WHAT IS NEEDED |
Where does the string "concrete" occur in the records? Copy each line that holds it.

Start of INFORMATION

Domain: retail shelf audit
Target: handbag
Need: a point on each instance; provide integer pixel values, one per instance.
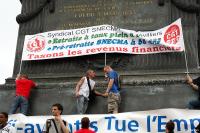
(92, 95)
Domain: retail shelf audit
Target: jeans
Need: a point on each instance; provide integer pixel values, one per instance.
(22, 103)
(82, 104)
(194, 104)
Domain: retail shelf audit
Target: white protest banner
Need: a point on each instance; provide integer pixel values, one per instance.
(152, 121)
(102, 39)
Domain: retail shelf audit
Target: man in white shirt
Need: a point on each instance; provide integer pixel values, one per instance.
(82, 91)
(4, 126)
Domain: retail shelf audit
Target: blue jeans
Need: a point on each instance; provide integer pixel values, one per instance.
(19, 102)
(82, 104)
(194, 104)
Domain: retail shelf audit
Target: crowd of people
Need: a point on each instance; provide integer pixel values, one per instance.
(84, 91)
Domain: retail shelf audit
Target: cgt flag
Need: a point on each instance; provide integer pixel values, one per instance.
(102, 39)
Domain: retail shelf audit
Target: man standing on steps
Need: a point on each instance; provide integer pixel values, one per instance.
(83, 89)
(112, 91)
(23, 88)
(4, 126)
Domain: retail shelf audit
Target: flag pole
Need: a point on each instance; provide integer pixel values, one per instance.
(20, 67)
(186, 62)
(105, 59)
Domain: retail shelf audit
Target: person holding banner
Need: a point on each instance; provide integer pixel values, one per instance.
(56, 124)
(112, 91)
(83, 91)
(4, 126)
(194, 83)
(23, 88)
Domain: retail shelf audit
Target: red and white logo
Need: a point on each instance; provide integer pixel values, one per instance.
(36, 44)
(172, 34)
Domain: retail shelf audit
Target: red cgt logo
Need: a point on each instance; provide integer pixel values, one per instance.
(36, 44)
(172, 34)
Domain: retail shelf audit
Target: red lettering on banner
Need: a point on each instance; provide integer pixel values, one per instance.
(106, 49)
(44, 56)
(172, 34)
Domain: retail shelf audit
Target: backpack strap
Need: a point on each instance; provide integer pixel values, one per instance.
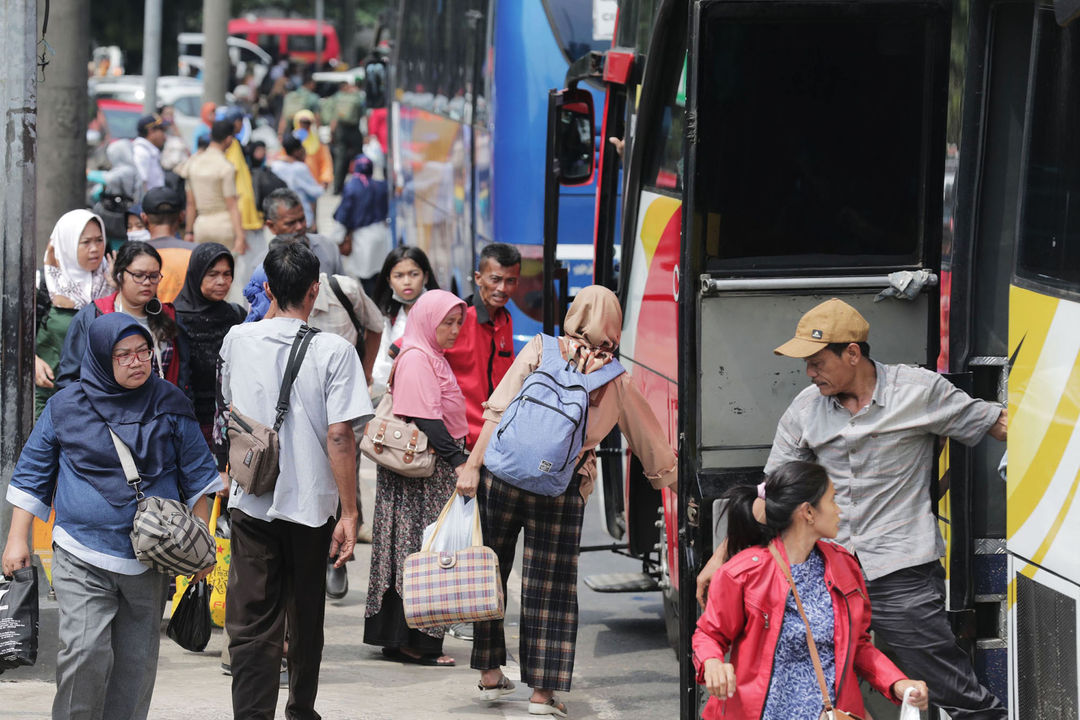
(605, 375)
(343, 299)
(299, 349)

End of INFORMATION
Start of INFORMATION

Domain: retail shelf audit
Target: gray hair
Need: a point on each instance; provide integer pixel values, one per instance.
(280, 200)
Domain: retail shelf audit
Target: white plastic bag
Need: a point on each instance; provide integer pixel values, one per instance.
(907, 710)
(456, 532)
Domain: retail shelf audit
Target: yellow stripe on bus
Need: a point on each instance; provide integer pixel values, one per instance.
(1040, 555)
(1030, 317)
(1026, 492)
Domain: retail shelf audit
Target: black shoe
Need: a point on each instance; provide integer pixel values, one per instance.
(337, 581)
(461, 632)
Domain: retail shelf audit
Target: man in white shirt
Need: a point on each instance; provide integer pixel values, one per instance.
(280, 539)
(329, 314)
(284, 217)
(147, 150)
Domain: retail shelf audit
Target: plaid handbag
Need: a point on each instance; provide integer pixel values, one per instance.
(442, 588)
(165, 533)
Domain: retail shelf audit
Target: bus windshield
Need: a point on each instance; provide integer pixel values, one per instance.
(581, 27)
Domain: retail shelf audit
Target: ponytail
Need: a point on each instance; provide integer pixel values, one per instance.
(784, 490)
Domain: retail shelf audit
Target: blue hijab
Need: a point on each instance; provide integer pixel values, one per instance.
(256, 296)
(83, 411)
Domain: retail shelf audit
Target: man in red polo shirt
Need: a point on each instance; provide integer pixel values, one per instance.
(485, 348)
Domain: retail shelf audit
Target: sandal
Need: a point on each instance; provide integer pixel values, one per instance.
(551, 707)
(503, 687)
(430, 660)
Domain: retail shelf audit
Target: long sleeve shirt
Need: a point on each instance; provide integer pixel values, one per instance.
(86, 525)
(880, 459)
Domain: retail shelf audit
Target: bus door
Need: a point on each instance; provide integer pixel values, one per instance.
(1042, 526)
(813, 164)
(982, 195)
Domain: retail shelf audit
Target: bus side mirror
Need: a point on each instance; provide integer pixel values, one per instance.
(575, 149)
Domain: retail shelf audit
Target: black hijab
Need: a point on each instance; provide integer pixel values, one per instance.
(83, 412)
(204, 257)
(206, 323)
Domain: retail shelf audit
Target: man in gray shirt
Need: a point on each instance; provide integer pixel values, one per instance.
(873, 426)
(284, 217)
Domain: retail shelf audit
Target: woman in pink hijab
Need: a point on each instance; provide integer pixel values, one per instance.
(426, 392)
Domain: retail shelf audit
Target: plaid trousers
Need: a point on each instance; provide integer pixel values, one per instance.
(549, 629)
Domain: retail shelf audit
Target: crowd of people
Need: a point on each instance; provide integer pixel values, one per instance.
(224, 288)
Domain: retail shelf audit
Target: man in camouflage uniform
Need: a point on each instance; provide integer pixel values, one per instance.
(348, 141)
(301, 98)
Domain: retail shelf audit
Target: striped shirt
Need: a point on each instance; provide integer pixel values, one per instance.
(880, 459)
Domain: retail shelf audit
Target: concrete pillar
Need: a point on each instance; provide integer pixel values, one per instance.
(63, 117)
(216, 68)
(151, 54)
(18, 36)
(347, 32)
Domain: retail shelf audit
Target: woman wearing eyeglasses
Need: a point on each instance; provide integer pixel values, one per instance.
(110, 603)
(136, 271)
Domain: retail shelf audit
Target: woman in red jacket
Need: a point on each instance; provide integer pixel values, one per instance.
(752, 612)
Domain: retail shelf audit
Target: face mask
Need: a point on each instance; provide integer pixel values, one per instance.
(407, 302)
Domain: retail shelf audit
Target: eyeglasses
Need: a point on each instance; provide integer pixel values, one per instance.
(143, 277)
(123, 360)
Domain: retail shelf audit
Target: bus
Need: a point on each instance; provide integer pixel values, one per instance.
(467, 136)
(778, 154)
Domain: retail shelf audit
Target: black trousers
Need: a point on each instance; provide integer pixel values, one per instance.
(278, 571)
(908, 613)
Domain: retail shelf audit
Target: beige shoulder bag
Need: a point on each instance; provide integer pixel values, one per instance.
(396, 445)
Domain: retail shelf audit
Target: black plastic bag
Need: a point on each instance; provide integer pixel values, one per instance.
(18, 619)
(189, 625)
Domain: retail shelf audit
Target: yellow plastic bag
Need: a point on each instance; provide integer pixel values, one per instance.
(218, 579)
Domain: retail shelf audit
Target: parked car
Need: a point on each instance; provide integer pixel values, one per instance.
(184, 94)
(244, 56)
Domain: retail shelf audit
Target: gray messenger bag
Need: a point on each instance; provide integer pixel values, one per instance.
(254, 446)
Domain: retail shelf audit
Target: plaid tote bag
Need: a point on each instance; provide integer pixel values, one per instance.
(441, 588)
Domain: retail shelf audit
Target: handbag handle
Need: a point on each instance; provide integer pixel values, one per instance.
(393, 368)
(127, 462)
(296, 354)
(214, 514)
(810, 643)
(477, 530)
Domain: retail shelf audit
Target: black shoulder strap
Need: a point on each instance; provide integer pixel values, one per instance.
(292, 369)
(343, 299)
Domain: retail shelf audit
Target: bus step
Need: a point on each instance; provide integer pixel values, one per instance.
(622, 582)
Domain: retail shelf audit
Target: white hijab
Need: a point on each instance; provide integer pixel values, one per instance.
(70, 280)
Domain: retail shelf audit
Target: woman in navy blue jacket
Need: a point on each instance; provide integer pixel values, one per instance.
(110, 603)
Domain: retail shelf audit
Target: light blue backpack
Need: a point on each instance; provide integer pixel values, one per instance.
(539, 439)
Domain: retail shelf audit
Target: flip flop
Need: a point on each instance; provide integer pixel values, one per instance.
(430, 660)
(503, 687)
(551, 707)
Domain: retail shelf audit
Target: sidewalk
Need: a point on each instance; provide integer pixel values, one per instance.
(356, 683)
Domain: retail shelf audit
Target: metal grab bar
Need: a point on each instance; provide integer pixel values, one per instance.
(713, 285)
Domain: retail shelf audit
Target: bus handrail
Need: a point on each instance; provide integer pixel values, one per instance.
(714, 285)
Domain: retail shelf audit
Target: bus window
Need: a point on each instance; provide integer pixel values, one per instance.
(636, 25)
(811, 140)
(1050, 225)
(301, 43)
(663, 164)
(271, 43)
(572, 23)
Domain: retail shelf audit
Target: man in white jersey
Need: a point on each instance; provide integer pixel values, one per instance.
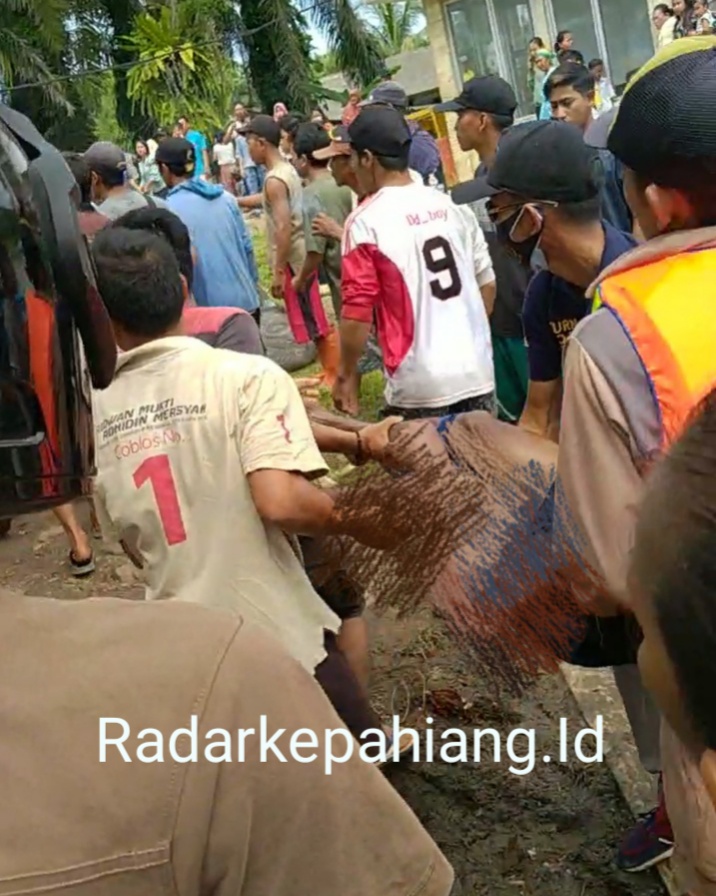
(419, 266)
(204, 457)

End of INFORMATION
Start of INFORMATION

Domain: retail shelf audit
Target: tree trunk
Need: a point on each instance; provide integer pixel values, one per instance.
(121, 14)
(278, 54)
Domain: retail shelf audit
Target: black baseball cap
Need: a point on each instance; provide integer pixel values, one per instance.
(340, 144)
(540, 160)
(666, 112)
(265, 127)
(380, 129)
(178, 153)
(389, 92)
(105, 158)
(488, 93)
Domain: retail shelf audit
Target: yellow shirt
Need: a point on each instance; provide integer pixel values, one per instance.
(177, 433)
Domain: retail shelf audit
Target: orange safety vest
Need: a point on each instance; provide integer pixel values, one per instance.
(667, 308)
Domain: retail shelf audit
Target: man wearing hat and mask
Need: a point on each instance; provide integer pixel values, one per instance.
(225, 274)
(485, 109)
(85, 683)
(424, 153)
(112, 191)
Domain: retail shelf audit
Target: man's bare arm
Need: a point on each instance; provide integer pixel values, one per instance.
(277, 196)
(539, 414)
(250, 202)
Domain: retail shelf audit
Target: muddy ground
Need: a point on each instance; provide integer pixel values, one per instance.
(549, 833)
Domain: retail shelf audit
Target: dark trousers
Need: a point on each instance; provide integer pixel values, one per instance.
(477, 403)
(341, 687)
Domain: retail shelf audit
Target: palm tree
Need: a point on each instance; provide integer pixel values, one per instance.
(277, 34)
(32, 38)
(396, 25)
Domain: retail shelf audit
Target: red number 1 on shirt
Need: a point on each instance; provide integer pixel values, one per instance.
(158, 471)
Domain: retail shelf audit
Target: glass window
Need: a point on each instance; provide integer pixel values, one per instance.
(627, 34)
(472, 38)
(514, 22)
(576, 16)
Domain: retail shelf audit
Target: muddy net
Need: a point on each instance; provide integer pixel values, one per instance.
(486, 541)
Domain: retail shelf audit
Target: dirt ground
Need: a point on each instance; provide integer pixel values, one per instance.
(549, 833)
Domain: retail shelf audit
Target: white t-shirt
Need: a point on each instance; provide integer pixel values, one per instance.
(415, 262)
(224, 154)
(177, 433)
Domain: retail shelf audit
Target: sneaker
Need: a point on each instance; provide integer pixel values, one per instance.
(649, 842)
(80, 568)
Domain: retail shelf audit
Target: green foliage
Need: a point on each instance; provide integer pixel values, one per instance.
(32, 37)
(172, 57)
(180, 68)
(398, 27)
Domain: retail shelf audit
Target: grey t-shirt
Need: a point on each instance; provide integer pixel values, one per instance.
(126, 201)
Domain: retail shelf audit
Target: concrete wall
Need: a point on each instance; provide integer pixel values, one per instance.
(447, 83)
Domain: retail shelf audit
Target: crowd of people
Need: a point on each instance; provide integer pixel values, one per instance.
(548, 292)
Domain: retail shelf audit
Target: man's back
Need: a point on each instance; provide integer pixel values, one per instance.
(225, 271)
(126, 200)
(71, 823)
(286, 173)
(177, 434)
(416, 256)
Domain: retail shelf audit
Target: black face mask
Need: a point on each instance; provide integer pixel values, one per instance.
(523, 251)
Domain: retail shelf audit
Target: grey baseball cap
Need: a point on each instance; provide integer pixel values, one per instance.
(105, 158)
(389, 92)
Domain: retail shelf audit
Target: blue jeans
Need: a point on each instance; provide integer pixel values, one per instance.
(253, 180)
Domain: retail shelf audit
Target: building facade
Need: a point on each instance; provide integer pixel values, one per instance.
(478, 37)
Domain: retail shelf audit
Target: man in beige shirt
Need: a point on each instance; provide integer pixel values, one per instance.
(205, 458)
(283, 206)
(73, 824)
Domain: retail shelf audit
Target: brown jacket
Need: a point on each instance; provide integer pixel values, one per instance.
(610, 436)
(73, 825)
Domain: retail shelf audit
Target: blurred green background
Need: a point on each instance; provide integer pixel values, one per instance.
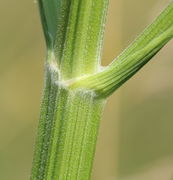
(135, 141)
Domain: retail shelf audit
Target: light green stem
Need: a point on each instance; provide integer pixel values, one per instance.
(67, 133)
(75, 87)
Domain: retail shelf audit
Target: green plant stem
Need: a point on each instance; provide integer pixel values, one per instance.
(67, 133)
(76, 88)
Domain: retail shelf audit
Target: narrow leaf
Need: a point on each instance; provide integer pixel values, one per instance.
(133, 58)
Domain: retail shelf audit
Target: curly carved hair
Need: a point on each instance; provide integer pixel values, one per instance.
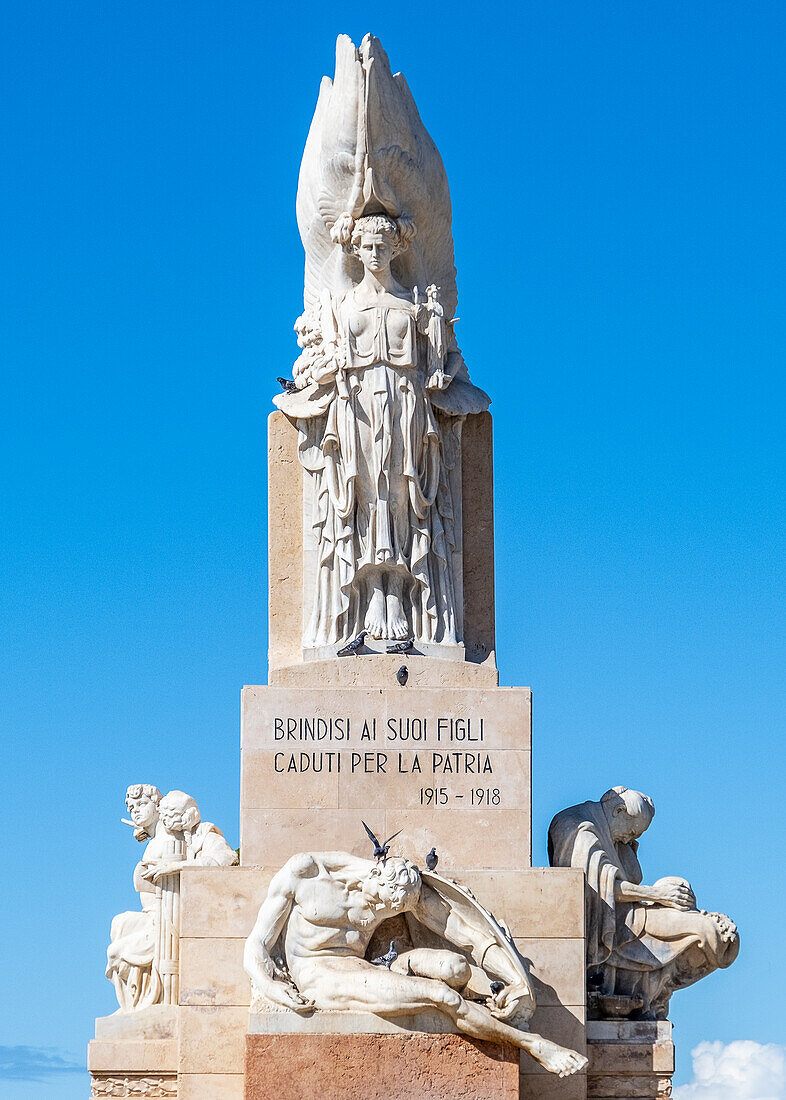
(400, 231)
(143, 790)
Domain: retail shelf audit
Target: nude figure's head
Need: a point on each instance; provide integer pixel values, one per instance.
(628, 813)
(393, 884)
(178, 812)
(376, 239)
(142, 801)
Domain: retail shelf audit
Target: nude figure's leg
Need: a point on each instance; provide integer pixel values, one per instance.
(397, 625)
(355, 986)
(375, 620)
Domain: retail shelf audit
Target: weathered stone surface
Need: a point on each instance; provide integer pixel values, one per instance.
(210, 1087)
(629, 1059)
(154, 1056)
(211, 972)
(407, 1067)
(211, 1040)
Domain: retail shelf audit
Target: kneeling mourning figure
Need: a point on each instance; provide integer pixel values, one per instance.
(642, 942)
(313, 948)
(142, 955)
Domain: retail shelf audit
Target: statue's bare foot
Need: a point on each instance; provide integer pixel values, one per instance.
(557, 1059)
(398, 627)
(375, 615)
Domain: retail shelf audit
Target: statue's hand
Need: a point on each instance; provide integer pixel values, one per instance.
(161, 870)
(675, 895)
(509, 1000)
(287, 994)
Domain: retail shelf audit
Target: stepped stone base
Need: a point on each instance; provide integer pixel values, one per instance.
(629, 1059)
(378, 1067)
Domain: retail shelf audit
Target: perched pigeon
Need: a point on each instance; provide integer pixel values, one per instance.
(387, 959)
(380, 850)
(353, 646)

End of INFORMATION

EXERCISE OUTPUT |
Target: concrete pillar
Target: concrete wall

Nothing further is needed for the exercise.